The task: Render every line of the entries below as a Markdown table with the columns "Row" and "Text", numbering each row and omitting blank lines. Keep the pictures out of the table.

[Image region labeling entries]

——————————

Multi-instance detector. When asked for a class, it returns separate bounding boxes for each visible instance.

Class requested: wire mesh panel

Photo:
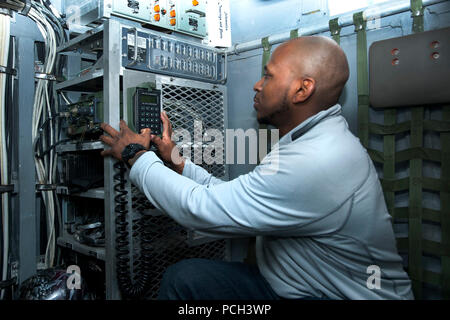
[131,80,227,299]
[147,216,226,299]
[161,83,226,178]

——————————

Full output:
| Row | Text |
|---|---|
| 1 | Multi-instance detector. When asked for a class, it returns separate bounding boxes for each visible instance. |
| 2 | Class requested: wire mesh panel |
| 3 | Photo: |
| 4 | [131,80,227,299] |
| 5 | [147,216,226,299] |
| 6 | [161,83,226,178] |